* PASSAGE GIVEN:
_____

The article gives a good intro with some videos too, and describes how this framework allows for both developer productivity and great on-device performance.

It support creating native apps on both iOS and Android. You can see the project page itself at flutter.io.

2 : IoT security

This second item, because you can never have enough of security vulnerability news, is another look at real world security flaws in a number of IoT devices. As developers, it’s worth considering how and where our code will be deployed, and ensuring we do all have good security practices.

3 : AWS certified developer exam beta

Next is Amazon, launching a beta of their new certified AWS developer exam. If it’s something that appeals to you, then you can register your interest at that link.

I also like to be in a position to demonstrate my development expertise, skills and learnings. There are many many ways to do this, and sometimes some kind of certification can be useful, particularly where third party platforms and ecosystems are involved, so if you are looking to do more on AWS it’s worth looking at.

4 : Quitting Google

Finally for this week, is an article titled “Why I Quit Google to Work for Myself“. This article has been shared all over the internet, private chats this week, with many comments on Reddit and HN.

It’s a good look at what being a developer in a massive metrics driven organisation can look like.

Having worked in many types of development organisations, it’s always interesting to read about other people’s experience in different types of org. Some places are more suited to certain types of developers at different times than others, and I think it’s very healthy to acknowledge that.

So, that’s it for this week.

If you have any articles, announcements, tutorials, or anything else you think should be included next week, then just drop me an email.

Weekly developer news – February 23rd 2018

So, welcome edition 21 of developer news.

_____

* WHAT IS BEING ASKED: Output the part of the developer news roundup starting with "It’s a good" and going on through "for this week.", copied word for word. The data that comes next was taken from a different source than the developer news roundup.

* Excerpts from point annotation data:
_____

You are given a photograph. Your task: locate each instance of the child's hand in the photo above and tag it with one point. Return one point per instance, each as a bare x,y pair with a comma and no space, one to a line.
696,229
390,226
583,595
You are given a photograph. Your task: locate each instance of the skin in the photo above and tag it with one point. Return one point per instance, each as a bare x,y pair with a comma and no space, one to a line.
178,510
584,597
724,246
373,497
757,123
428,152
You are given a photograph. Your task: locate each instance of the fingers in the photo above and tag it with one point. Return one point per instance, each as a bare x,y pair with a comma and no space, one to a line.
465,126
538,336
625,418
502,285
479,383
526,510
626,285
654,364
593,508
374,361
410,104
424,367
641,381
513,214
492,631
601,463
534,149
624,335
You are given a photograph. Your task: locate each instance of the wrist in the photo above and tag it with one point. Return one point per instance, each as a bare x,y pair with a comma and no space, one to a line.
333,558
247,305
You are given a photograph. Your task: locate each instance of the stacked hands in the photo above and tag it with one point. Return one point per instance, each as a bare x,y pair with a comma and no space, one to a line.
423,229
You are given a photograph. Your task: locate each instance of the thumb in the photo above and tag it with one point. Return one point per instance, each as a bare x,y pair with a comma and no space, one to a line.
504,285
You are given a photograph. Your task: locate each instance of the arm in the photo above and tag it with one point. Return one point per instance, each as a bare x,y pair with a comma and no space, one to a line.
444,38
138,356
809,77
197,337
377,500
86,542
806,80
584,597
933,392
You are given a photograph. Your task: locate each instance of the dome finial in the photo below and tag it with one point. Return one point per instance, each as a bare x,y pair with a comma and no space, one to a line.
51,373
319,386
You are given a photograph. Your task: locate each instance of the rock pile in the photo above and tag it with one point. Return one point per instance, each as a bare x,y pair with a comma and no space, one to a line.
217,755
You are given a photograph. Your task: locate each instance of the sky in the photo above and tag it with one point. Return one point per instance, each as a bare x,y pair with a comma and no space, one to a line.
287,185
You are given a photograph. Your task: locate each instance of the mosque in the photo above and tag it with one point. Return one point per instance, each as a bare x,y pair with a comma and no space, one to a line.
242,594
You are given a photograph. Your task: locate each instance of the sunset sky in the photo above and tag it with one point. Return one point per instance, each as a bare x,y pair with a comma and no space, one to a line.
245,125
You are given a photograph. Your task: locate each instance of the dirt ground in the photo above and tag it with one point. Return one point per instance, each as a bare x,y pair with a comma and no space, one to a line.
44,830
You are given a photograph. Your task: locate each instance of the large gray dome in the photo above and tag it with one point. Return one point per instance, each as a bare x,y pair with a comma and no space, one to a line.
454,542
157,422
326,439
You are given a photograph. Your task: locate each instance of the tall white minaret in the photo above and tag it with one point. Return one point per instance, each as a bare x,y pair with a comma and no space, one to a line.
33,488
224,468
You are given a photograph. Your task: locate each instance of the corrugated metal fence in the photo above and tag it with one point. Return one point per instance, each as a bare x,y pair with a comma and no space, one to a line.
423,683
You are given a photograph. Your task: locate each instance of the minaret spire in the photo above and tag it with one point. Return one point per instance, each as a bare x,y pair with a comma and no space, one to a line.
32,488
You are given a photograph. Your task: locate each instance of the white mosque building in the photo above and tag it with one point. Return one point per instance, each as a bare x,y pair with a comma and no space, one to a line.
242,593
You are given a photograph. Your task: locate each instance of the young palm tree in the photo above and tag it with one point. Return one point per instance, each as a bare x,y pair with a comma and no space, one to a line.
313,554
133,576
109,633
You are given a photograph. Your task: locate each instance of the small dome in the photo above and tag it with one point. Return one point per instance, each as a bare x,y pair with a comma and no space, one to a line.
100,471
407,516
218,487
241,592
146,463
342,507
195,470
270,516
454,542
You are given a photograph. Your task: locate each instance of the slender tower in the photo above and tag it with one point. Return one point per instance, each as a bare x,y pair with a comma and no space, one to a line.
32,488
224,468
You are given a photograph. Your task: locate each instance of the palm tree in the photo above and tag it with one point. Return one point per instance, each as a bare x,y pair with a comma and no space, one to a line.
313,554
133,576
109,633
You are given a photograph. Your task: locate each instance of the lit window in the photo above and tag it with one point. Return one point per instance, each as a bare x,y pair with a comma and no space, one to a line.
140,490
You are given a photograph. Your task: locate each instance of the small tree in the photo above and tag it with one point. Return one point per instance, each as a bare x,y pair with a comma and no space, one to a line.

_____

* FULL ANSWER:
It’s a good look at what being a developer in a massive metrics driven organisation can look like.

Having worked in many types of development organisations, it’s always interesting to read about other people’s experience in different types of org. Some places are more suited to certain types of developers at different times than others, and I think it’s very healthy to acknowledge that.

So, that’s it for this week.